PROVIDED PASSAGE |
'''

The Infamous Dictionary Attack in Words and Code

With Python Examples & Rudimentary Password Analysis

Image by Lacie Slezak at Unsplash

To know or not to know?
If working in tech, even if you are not a security expert per se, it makes sense to familiarize one-self at least with some basic attack vectors. That way we can actively contribute to keeping our colleagues and data save from hackers. In this article, I will provide you with some information and code-snippets covering the “legendary” brute-force attack that was mentioned in the title. Hopefully you will find some value in this writing. If not, that is ok too. Feel free to skip to the bottom of the page for the link to my code on GitHub.

What is a dictionary attack ?
During a dictionary attack a hacker is illegally trying to get access to a system by attempting to log in with a password or passphrase-guess. Here he or she will try to brute-force her way into the system using common passwords, names, birthdays, etc. While such attacks require quite some effort on the hacker’s side, the rewards for a success may be tremendous. For example, the criminal may steal personal data & valuables or hijack the user’s system for malicious activity. Strong password requirements can be a good protection. Here an example of a strong password requirement:

1. At least 12 characters
2. A mix of lower and upper case letters
3. Inclusion of at least one special character e.g., ! @ # ?
4. Inclusion of at least one number

Of course such passwords are notoriously hard to remember. Hence such requirements are often not very popular amongst users.

How does the attack work in code?
In general, hackers will start out with a file that contains previously leaked passwords. One such infamous leaked password file is the RockYou.txt. Chances are good that the passwords that have already been used are still in use. Therefore, the hacker tries those RockYou.txt passwords against various user accounts until a match succeeds and she gains access.

'''

AIM 1 | Output the part of the dictionary attack article between "The Infamous Dictionary" and "code on GitHub.", inclusive, with no changes.

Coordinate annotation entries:
'''

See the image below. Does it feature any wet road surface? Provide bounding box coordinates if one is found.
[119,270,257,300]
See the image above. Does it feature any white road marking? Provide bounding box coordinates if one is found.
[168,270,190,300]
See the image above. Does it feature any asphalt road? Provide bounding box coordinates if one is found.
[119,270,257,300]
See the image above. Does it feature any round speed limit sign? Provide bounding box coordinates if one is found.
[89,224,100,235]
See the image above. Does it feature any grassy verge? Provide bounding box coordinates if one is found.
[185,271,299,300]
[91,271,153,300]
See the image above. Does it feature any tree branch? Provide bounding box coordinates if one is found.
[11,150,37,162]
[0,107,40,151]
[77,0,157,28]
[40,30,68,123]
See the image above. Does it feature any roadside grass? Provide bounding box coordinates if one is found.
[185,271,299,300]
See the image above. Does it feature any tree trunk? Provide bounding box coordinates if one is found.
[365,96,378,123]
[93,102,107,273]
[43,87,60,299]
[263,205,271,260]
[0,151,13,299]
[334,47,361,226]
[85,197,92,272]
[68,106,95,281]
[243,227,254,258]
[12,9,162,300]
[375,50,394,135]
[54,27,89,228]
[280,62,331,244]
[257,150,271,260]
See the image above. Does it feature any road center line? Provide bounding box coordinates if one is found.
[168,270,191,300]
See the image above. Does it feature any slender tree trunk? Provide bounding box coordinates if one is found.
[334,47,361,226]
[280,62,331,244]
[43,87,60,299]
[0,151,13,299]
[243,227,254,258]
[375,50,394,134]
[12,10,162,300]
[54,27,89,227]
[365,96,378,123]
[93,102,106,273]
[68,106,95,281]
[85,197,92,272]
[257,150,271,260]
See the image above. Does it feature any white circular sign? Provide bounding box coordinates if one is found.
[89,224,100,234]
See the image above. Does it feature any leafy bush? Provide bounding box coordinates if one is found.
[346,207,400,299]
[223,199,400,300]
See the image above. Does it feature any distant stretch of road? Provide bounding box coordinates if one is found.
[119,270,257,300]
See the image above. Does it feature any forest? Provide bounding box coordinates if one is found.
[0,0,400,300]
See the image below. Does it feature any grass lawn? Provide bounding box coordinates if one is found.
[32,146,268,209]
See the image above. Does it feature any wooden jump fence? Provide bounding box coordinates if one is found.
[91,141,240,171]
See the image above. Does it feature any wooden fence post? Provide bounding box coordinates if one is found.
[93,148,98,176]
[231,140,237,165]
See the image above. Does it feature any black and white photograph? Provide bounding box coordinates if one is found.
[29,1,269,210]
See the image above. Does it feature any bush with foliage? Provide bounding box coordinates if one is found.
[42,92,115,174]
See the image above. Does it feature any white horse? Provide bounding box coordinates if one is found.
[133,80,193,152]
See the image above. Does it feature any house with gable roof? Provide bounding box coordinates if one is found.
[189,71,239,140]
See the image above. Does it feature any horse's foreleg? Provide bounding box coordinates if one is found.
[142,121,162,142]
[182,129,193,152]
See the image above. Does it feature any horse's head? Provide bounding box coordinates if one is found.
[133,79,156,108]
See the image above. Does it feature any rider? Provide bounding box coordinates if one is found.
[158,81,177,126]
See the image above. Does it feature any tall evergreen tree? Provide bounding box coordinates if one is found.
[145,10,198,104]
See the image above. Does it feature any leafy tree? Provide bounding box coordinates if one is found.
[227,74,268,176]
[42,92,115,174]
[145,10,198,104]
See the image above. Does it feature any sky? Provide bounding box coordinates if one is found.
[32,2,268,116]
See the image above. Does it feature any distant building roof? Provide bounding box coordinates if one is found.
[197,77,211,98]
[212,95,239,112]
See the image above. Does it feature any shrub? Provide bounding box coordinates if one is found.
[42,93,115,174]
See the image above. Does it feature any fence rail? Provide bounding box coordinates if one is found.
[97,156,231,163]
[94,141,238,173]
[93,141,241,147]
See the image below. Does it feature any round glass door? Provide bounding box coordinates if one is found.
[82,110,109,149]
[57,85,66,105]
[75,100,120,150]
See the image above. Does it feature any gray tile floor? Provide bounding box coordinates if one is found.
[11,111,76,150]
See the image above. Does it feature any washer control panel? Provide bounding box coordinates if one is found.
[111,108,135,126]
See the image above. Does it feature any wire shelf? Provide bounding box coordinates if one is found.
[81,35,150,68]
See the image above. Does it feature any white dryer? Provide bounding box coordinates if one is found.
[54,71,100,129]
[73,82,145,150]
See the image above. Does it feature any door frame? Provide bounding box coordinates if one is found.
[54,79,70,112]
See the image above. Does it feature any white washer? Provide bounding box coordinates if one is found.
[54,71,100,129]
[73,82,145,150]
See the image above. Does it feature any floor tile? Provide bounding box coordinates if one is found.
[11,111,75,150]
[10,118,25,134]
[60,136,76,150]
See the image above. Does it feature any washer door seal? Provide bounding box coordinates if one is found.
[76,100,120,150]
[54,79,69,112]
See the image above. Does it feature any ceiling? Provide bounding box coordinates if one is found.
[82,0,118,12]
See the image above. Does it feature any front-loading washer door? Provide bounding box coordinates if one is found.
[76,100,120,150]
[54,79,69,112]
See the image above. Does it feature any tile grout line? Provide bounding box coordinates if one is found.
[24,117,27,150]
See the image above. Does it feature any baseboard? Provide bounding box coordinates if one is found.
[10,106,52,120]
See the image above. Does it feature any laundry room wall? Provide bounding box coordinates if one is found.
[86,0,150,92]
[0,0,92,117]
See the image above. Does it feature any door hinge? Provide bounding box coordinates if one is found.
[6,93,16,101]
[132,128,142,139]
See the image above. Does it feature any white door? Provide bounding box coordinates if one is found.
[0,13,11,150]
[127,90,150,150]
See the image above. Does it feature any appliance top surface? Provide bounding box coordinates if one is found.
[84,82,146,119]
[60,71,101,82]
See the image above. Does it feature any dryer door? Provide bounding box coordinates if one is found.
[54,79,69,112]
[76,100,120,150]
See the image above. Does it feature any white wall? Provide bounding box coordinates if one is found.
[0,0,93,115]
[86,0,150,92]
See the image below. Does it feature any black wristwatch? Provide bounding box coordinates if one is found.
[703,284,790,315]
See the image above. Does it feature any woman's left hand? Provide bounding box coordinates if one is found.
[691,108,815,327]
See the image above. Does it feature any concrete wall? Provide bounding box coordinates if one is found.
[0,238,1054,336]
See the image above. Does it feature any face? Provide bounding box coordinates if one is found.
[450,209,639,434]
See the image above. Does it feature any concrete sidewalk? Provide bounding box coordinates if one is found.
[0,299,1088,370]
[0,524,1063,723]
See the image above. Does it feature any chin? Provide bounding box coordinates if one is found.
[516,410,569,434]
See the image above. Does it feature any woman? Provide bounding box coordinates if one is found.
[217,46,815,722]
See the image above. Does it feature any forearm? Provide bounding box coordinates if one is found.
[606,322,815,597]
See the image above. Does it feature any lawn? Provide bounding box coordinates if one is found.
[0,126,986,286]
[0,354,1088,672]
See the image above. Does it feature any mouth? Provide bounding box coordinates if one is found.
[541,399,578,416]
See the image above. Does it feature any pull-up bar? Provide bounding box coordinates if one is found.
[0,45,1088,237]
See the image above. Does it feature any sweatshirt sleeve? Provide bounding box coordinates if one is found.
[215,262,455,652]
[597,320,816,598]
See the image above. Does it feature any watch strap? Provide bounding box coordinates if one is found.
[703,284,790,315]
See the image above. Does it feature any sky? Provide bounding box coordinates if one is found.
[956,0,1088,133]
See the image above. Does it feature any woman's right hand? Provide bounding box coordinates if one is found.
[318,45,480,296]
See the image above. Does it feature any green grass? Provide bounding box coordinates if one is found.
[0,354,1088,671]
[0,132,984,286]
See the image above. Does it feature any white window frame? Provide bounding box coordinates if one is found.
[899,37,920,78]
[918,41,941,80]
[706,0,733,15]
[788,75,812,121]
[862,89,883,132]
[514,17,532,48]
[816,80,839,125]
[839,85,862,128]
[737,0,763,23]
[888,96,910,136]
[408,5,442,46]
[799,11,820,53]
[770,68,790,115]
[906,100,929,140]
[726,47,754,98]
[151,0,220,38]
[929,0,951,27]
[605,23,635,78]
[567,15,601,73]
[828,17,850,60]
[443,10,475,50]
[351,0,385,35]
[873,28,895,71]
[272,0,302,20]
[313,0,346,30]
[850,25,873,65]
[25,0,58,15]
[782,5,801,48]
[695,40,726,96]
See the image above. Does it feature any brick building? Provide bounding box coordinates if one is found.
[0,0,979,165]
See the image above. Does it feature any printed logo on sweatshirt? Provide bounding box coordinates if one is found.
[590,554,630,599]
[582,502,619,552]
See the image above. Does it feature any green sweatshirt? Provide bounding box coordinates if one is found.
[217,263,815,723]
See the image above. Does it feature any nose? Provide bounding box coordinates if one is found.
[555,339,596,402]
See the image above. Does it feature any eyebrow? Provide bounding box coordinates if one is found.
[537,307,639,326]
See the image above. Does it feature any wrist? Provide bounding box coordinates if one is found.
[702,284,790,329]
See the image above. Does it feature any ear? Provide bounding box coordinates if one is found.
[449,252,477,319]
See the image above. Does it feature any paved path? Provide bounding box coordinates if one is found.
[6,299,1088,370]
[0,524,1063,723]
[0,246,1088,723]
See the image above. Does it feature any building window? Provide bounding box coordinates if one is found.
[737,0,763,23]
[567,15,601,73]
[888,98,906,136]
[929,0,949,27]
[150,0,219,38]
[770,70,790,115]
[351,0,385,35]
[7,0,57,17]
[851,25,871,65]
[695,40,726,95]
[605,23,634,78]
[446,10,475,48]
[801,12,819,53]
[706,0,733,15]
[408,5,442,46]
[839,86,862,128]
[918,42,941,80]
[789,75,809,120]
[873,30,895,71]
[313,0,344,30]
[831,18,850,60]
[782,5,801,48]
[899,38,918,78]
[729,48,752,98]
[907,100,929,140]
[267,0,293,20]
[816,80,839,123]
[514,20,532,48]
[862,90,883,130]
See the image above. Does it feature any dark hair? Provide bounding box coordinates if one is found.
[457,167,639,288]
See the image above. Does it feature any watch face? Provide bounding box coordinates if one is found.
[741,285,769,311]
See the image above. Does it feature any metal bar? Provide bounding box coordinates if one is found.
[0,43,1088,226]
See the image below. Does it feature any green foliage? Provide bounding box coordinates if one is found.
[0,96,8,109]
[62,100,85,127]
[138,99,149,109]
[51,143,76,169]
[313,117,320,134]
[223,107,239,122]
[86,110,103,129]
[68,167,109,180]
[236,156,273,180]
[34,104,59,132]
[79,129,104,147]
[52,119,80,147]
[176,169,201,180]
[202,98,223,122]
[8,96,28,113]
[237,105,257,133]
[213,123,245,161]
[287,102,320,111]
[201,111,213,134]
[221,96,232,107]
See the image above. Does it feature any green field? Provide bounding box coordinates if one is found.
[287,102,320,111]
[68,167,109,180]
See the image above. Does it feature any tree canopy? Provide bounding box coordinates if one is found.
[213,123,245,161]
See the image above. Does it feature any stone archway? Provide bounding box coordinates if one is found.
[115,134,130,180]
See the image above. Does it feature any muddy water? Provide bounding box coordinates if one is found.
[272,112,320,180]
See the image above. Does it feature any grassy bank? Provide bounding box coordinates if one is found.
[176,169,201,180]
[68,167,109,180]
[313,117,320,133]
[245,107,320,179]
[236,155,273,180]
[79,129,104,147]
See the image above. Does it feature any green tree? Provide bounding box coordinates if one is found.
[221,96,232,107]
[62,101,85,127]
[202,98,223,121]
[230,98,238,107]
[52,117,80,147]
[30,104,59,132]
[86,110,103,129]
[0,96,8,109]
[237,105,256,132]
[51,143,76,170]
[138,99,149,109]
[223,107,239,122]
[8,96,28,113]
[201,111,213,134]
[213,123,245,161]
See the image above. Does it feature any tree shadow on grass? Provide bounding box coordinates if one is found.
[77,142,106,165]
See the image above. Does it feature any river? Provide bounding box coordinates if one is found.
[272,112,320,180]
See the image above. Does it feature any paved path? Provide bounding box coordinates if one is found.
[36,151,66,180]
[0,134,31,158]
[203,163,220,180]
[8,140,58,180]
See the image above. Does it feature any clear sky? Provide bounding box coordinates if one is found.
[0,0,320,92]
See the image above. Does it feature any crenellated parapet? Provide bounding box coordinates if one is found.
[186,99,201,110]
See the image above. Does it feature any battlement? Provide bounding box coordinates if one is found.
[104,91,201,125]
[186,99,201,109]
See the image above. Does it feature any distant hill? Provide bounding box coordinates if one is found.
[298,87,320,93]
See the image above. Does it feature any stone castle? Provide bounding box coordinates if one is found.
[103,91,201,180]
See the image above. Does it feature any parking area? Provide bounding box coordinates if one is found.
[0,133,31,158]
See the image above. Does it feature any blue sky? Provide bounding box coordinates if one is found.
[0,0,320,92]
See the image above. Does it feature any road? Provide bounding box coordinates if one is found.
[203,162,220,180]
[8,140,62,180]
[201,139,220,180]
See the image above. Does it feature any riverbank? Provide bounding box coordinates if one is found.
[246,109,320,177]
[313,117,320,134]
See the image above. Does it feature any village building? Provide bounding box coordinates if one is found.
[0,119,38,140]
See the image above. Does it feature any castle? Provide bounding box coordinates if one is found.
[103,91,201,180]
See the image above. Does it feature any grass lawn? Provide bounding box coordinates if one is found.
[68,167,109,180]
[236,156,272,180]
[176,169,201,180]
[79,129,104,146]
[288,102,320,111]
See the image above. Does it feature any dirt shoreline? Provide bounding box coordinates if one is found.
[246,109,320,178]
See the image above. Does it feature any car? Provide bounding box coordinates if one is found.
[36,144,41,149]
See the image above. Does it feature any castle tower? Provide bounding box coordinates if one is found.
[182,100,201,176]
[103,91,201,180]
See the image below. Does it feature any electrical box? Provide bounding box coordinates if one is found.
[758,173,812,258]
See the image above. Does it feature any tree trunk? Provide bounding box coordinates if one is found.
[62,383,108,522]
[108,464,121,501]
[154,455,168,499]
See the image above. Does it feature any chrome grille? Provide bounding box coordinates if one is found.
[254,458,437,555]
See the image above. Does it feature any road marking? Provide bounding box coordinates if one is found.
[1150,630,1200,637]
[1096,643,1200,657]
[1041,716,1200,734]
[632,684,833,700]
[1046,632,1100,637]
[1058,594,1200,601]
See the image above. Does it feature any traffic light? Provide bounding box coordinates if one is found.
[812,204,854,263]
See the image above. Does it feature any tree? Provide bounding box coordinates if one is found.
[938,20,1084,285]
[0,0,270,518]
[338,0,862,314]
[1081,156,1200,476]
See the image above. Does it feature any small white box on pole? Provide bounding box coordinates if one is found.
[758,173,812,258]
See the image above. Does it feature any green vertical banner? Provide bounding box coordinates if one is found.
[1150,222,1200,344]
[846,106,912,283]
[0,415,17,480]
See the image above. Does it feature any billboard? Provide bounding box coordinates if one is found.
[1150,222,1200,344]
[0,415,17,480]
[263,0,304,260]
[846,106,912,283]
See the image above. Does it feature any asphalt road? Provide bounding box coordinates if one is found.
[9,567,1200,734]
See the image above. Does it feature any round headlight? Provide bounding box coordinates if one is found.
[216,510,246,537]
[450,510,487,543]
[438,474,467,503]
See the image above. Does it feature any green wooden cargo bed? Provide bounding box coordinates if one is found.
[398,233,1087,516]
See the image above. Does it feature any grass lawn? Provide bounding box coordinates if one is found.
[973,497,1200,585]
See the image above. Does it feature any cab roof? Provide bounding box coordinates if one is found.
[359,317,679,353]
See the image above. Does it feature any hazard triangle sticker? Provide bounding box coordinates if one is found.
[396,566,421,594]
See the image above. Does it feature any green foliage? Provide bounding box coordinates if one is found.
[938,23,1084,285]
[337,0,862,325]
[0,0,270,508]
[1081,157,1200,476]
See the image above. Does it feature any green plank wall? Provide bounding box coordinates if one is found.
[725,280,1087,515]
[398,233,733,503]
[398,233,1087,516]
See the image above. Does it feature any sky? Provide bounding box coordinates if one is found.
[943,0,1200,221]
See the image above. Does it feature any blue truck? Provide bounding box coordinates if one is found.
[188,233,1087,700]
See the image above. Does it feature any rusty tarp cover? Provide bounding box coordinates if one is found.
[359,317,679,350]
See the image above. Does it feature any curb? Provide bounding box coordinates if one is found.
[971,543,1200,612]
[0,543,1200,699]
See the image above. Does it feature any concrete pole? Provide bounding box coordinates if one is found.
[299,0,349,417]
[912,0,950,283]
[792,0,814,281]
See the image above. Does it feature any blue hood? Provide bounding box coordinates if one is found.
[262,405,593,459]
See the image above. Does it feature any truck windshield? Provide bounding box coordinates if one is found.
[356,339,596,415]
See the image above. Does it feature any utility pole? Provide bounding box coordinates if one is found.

'''

AIM 2 | Count the lines in the records that contain the string "surface", treating uppercase and lowercase as different. Give only the number.

TASK ANSWER 1 |
The Infamous Dictionary Attack in Words and Code

With Python Examples & Rudimentary Password Analysis

Image by Lacie Slezak at Unsplash

To know or not to know?
If working in tech, even if you are not a security expert per se, it makes sense to familiarize one-self at least with some basic attack vectors. That way we can actively contribute to keeping our colleagues and data save from hackers. In this article, I will provide you with some information and code-snippets covering the “legendary” brute-force attack that was mentioned in the title. Hopefully you will find some value in this writing. If not, that is ok too. Feel free to skip to the bottom of the page for the link to my code on GitHub.

TASK ANSWER 2 | 2